#### [TEKS PILIHAN]
>>>>>
Prinsip, Unsur dan Ciri Negara Hukum
@
Immanuel Kant ; mengemukakan empat prinsip yang menjadi ciri negara hukum,
yaitu :
a.
pengakuan dan jaminan atas hak-hak asasi manusia
b.
pemisahan kekuasaan untuk menjamin hak-hak asasi manusia
c.
pemerintah berdasarkan atas hukum, dan
d.
adanya pengadilan guna menyelesaikan masalah yang timbul akibat pelanggaran
hak asasi manusia
@
M. Kusnardi, S.H. dan H. Ibrahim, S.H. ; menyebutkan bahwa unsur-unsur
negara hukum dapat dilihat pada negara hukum dalam arti sempit maupun formil.
Dalam arti sempit, pada negara hukum hanya dikenal dua unsur penting yaitu
perlindungan terhadap hak asasi manusia dan pemisahan kekuasaan. Sedangkan pada
negara hukum dalam arti formil, unsur-unsurnya mencakup antara lain :
a.
<<<<<
#### [DAFTAR TUGAS]
(1) Bisakah Anda menyalin bagian teks tentang negara hukum, mulai dari "pemisahan kekuasaan untuk" dan terus sampai "sempit maupun formil."?
(2) Bagaimana terjemahan bahasa Inggris dari kalimat ini dalam teks tentang negara hukum: "Dalam arti sempit, pada negara hukum hanya dikenal dua unsur penting yaitu perlindungan terhadap hak asasi manusia dan pemisahan kekuasaan."?
(3) Ringkaslah teks tentang negara hukum dalam dua kalimat.

Daftar Data
>>>>>
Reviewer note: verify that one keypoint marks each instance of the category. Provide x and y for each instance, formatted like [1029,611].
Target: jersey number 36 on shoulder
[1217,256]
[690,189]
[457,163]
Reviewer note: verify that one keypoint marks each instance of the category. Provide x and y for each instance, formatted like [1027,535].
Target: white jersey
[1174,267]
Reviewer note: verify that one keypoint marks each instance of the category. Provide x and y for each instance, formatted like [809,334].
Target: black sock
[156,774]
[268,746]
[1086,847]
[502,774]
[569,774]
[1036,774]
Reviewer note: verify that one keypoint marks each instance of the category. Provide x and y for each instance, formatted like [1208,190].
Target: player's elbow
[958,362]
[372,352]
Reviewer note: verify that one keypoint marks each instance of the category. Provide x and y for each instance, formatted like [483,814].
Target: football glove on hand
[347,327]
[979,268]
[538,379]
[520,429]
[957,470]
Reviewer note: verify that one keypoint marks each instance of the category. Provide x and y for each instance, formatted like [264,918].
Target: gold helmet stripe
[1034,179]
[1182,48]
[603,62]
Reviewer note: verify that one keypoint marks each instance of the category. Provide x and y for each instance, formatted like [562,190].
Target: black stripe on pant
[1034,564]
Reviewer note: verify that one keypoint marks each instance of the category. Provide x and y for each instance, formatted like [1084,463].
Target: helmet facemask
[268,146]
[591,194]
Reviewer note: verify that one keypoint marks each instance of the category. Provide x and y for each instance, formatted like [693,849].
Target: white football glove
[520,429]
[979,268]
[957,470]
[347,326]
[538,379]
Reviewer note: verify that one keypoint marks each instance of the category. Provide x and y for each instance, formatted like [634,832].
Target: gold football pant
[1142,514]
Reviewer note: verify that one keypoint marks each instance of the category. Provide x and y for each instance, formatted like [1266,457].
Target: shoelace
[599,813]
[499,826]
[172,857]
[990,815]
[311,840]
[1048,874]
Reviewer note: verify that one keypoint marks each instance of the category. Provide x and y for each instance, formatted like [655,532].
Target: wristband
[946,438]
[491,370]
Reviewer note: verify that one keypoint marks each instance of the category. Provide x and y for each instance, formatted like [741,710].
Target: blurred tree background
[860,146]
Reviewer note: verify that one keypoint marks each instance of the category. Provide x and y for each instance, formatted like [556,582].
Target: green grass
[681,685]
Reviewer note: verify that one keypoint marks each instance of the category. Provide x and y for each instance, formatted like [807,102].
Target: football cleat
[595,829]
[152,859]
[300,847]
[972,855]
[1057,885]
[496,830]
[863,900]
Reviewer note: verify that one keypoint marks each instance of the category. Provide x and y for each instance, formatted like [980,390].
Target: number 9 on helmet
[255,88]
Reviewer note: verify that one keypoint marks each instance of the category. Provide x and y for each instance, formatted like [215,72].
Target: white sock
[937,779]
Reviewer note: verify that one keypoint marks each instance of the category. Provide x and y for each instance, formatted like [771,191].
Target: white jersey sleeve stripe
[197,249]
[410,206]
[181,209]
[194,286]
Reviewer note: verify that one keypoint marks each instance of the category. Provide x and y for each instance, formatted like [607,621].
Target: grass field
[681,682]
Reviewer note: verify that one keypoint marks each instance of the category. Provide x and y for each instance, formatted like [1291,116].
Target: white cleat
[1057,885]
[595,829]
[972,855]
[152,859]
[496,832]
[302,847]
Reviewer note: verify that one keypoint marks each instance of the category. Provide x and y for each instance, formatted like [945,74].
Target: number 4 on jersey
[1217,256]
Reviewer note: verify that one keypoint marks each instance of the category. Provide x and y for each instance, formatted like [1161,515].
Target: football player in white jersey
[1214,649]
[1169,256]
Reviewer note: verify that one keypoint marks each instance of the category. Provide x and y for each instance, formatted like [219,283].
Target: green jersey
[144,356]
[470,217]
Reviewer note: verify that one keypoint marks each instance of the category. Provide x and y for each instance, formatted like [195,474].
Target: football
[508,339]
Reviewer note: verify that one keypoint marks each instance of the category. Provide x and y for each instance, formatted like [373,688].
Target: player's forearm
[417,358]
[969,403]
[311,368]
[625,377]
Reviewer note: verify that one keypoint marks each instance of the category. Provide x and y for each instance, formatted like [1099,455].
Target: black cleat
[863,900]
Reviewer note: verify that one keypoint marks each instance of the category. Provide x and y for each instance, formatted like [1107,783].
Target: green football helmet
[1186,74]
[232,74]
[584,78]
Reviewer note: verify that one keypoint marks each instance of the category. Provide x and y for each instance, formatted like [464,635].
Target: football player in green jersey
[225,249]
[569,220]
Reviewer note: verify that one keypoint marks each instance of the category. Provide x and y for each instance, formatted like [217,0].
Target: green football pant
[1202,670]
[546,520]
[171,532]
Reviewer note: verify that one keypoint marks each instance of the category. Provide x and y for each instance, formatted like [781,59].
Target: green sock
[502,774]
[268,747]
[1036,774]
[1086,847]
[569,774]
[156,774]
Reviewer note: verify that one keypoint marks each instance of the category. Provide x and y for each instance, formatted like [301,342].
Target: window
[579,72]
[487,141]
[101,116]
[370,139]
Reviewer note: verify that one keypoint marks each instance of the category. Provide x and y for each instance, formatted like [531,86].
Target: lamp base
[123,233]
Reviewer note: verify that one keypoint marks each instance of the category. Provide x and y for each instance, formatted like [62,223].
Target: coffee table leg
<<<<<
#### [HASIL PER TUGAS]
(1)
pemisahan kekuasaan untuk menjamin hak-hak asasi manusia
c.
pemerintah berdasarkan atas hukum, dan
d.
adanya pengadilan guna menyelesaikan masalah yang timbul akibat pelanggaran
hak asasi manusia
@
M. Kusnardi, S.H. dan H. Ibrahim, S.H. ; menyebutkan bahwa unsur-unsur
negara hukum dapat dilihat pada negara hukum dalam arti sempit maupun formil.

(2) In the narrow sense, a state based on the rule of law recognizes only two important elements, namely the protection of human rights and the separation of powers.

(3) Immanuel Kant mengemukakan empat prinsip yang menjadi ciri negara hukum: pengakuan dan jaminan atas hak-hak asasi manusia, pemisahan kekuasaan untuk menjamin hak-hak tersebut, pemerintah berdasarkan atas hukum, dan adanya pengadilan untuk menyelesaikan masalah akibat pelanggaran hak asasi manusia. M. Kusnardi, S.H. dan H. Ibrahim, S.H. menyebutkan bahwa dalam arti sempit negara hukum hanya mengenal dua unsur penting, yaitu perlindungan terhadap hak asasi manusia dan pemisahan kekuasaan.